───── Reading passage

Assembler : The Basics
In Reversing
I.
Pieces, bits and bytes:
·
BIT - The smallest possible piece of
data. It can be either a 0 or a 1. If you put a bunch of bits together, you end
up in the 'binary number system'
i.e.
00000001 = 1 00000010 = 2 00000011 = 3 etc.
·
BYTE - A byte consists of 8 bits. It
can have a maximal value of 255 (0-255). To make it easier to read binary
numbers, we use the 'hexadecimal number system'. It's a 'base-16 system', while
binary is a 'base-2 system'
·
WORD
- A word is just 2 bytes put together or 16 bits. A word can have a maximal
value of 0FFFFh (or 65535d).
·
DOUBLE WORD - A double
word is 2 words together or 32 bits. Max value = 0FFFFFFFF (or 4294967295d).
·
KILOBYTE - 1000 bytes?
No, a kilobyte does NOT equal 1000 bytes! Actually, there are 1024 (32*32)
bytes.
·
MEGABYTE - Again, not
just 1 million bytes, but 1024*1024 or 1,048,578 bytes.
---------------------------------------------------------------------------------------------
II.
Registers:
Registers are “special places” in your computer's
memory where we can store data. You can see a register as a little box, wherein
we can store something: a name, a number, a sentence. You can see a register as
a placeholder.

──────────
───── Data to examine

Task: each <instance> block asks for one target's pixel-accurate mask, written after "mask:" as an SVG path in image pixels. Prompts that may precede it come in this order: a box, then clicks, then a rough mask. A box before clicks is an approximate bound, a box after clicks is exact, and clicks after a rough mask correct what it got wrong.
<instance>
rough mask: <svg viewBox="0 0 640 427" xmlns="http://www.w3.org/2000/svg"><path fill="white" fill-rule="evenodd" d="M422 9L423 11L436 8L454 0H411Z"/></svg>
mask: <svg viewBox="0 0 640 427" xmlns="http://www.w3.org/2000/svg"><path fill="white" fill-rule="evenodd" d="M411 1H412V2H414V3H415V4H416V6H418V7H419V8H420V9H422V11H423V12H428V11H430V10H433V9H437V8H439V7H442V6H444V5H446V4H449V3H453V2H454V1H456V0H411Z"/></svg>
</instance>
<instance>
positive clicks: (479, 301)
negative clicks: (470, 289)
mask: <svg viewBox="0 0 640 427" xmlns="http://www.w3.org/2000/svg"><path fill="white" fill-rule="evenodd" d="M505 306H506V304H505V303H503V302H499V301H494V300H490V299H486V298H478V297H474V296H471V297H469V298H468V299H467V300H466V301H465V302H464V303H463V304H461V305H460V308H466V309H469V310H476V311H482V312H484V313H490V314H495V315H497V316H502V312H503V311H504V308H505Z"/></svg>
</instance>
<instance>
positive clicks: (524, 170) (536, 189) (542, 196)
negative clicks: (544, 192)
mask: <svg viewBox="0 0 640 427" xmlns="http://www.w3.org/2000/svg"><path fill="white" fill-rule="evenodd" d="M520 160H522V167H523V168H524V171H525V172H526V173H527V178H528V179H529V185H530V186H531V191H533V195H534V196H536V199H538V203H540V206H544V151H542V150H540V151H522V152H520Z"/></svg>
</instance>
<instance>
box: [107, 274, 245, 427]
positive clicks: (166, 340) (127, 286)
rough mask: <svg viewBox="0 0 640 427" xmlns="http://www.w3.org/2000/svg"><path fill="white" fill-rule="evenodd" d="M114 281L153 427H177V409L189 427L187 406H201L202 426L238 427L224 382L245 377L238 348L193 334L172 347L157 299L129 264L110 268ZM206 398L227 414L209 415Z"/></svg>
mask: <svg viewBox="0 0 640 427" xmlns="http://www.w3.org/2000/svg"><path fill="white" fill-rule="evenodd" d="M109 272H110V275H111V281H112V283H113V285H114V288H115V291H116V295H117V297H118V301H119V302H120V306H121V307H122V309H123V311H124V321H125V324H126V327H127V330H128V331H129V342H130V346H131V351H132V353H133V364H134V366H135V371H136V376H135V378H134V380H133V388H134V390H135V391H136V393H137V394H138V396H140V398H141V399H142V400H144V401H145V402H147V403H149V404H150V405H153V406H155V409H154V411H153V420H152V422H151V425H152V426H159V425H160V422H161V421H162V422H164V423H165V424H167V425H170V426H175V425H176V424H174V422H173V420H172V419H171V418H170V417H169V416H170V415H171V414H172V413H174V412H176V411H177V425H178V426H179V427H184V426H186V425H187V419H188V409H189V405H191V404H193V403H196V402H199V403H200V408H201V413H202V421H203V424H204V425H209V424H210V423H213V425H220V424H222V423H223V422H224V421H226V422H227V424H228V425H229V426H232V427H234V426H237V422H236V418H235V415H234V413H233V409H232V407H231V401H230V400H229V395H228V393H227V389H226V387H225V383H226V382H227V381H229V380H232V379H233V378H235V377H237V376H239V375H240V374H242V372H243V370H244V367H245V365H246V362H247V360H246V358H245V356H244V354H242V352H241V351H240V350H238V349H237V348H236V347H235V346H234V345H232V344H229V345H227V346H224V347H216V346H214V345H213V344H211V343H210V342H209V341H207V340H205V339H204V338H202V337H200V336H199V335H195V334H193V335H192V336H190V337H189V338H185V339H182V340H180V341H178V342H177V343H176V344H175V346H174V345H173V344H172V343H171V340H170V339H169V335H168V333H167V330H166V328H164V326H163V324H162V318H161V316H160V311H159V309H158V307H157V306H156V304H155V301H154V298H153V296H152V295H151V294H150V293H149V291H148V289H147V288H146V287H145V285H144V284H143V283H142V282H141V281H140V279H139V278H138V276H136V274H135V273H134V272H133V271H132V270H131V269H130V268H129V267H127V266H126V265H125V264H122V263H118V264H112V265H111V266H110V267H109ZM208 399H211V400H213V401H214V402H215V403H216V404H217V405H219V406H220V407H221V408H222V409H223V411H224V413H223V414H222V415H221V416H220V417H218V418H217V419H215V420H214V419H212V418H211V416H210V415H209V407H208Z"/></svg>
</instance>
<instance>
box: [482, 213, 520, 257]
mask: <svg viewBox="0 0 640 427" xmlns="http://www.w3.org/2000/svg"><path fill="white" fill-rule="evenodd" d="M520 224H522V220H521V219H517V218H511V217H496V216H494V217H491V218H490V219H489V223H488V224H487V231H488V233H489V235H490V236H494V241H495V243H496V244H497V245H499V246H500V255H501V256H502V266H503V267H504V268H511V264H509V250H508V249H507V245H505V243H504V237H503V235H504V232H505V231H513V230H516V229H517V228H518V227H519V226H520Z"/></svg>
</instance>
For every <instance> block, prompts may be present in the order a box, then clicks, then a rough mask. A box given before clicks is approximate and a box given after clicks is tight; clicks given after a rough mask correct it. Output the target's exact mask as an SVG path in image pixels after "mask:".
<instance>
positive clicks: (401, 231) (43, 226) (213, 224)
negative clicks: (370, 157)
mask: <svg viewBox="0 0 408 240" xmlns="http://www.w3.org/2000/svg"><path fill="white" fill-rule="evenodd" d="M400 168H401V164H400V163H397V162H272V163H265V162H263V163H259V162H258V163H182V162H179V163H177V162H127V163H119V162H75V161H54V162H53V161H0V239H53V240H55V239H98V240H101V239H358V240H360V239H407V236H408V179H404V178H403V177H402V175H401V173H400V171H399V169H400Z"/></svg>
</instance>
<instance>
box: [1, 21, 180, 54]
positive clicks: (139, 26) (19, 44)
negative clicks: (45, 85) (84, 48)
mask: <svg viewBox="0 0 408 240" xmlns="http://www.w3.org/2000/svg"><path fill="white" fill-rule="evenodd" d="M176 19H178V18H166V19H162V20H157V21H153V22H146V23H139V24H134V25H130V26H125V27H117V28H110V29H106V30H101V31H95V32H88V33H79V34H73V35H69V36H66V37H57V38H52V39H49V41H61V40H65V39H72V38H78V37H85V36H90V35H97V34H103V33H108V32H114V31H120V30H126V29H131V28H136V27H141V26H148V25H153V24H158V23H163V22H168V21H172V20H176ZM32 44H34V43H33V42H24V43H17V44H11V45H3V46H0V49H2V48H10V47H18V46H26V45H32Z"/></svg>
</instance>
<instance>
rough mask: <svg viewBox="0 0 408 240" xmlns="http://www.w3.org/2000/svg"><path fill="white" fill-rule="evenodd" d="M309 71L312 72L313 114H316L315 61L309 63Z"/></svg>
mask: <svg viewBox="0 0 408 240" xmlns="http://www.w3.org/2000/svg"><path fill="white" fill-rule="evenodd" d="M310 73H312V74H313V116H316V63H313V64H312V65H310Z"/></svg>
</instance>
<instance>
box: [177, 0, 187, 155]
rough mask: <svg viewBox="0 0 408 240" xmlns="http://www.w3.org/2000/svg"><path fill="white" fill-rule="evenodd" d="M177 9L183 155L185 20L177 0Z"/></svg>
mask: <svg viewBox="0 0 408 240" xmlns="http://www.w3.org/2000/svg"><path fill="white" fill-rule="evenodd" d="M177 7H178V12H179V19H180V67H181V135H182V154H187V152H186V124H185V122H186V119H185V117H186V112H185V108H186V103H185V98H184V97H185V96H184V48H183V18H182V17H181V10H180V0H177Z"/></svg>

──────────

Task requirements
[1] According to the assembler basics text, how many bits make up a word?
[2] Decide whether each statement agrees with the assembler basics text, answering yes or no and quoting the deciding words: (a) A byte can have a maximal value of 255. (b) A double word is made of three words. (c) The hexadecimal number system is a base-2 system.
Rely solely on the assembler basics text for your answers.

Task-by-task outputs
[1] A word is 16 bits, or 2 bytes put together.

[2]
(a) Yes: "It can have a maximal value of 255 (0-255)."
(b) No: "A double word is 2 words together or 32 bits."
(c) No: "It's a 'base-16 system'"